_TEXTE À EXAMINER:_
^^^^
La loi prévue par le gouvernement fédéral risque d’aller assez loin et va avoir des répercussions dans certains secteurs, dont les télécommunications, le logiciel et le matériel. Aussi, si une entreprise québécoise fait affaire avec une banque – Desjardins excepté puisque sa charte est Québécoise – et qu’elle se fait pirater, l’entreprise aura à ouvrir ses livres. Au Québec, certaines dispositions de la Loi 25 sont entrées en vigueur le 22 septembre 2022 et s’échelonneront jusqu’en septembre 2024.
Lyne Bouchard dresse un cas de figure : vous êtes PDG d’une entreprise et lorsque vous arrivez au bureau à 8 h 47 le matin, votre équipe TI vous avise qu’il y a un problème. Dix minutes plus tard, vous recevez un message de virus de type « Wiper » et un message apparaît sur votre écran indiquant « Your data has been located and erased. Good luck ». Que faites-vous dans les trois prochaines heures ? Parmi les premiers conseils de Lyne Bouchard, on note qu’il faut avoir beaucoup d’amis dans le secteur avec leur numéro de téléphone (rappelez-vous, votre système est à terre). Il faut ensuite communiquer avec tous les employés afin qu’ils se taisent et ne répandent pas la nouvelle. Inutile de paniquer, vous avez un VP TI. Sortez votre plan (si vous en avez un). Appelez vos assurances cyber, ils ont sous la main des experts qui peuvent vous aider à diminuer les risques. Il faut ensuite avertir le fédéral, la GRC et les policiers. « Si vous n’avez pas de sauvegarde, vous n’avez plus d’entreprise », lance-t-elle.
La plupart des cyberpirates demeurent des amateurs au fond de leur cave, mais on commence à voir des professionnels. Lyne Bouchard donne l’exemple du Tallahassee Memorial HealthCare qui aurait été attaqué dans la nuit du 2 au 3 février et qui a dû transférer ses patients dans d’autres hôpitaux. Mais revenons à notre cyberattaque dans une entreprise québécoise. Le président du conseil d’administration ne vous a pas encore téléphoné, les journalistes non plus, mais cela ne saurait tarder. Que faire ?
« Vous devez avoir un plan imprimé, avec la liste de vos employés et leurs coordonnées », explique-t-elle. « Vous vous enfermez dans une salle avec vos vice-présidents, de préférence dans un hôtel, et vous vous équipez d’imprimantes, d’ordinateurs et de téléphones qui ne proviennent pas de votre entreprise. Votre première priorité comme président ou présidente s’avère de mettre vos VP dans la salle et de sortir votre plan. La guerre de demain ne se fera pas avec des bombes nucléaires. Mais avant même une cyberattaque, les entreprises doivent se doter d’un plan de gestion de crise. Une personne doit être nommée responsable et il faut créer une équipe de gestion de crise bien formée. Le plan doit prévoir la prévention, mais aussi la détection, la correction et le rétablissement. »
^^^^
(Entrées de données enregistrées)
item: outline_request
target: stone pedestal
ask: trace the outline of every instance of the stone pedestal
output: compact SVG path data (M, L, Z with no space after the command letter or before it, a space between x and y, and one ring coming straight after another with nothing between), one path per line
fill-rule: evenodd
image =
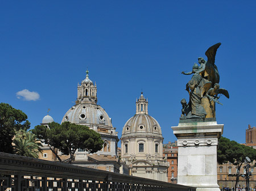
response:
M196 187L197 191L220 190L217 148L223 127L215 118L183 120L172 127L177 138L177 184Z

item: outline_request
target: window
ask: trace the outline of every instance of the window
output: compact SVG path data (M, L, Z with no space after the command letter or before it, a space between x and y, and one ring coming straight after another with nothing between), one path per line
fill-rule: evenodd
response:
M155 145L155 152L158 152L158 144Z
M229 175L231 175L231 168L229 168Z
M127 153L128 152L128 145L125 145L125 153Z
M84 151L85 151L85 149L79 148L78 151L79 151L79 152L84 152Z
M144 152L144 144L143 143L139 144L139 152Z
^^^^
_CONSIGNE:_
Dans le texte sur la cyberattaque, relevez toutes les étapes que le plan de gestion de crise doit prévoir.

_CORRIGÉ:_
La prévention, la détection, la correction et le rétablissement.